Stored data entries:
- Opening Delimiter -

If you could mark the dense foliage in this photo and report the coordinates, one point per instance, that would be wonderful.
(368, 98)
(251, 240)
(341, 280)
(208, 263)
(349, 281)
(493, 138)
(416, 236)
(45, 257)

- Closing Delimiter -

Each line above needs to be output again, exactly as shown.

Task output »
If you could mark the dense foliage in this photo and report the coordinates, one point per instance, that would be wonderful.
(368, 98)
(251, 240)
(341, 280)
(208, 263)
(349, 281)
(493, 138)
(416, 236)
(45, 257)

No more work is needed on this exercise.